> [REQUIRED WORK] Scan the entries below and return each line that contains "torii".

> [EXERCISE INPUTS]

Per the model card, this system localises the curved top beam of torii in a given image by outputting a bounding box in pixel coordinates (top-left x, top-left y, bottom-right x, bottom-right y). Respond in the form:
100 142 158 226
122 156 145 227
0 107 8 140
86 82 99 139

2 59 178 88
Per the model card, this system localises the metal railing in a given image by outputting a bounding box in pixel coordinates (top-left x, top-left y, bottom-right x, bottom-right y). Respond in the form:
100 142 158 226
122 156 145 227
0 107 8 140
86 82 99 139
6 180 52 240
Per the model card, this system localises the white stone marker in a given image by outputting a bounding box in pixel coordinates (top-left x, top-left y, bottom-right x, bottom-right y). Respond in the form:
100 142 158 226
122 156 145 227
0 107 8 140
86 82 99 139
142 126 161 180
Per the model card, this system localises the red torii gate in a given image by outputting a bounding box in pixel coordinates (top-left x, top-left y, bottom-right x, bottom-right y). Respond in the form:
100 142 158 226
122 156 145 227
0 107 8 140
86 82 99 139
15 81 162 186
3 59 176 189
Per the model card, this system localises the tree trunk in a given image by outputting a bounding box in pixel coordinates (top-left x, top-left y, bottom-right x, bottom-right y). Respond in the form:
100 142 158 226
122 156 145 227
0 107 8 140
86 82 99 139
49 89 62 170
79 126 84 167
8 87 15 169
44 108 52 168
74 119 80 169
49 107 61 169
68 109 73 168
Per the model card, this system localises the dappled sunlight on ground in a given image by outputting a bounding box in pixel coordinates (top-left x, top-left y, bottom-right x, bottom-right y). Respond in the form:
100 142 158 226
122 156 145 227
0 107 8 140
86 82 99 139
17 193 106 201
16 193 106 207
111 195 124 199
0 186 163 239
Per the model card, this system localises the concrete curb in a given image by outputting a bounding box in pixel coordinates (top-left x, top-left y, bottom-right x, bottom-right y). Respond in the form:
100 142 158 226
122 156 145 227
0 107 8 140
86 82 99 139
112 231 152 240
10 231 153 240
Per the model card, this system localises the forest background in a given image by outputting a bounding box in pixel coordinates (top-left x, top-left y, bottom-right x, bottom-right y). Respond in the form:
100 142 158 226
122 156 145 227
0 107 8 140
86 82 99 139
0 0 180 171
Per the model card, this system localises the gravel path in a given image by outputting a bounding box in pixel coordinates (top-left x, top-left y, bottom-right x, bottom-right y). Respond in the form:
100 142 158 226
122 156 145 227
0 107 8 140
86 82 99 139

> [RESPONSE BELOW]
Per the model card, this system localises the curved top beam of torii in a given image by outputting a bounding box in pixel coordinates (top-left x, top-left y, bottom-right x, bottom-right y). Respond in the form:
Per the model card, this system localises the red torii gate in a given image by outputting a bounding box in pixel coordinates (top-left x, top-left y, bottom-right x, bottom-right y). Respond in the form:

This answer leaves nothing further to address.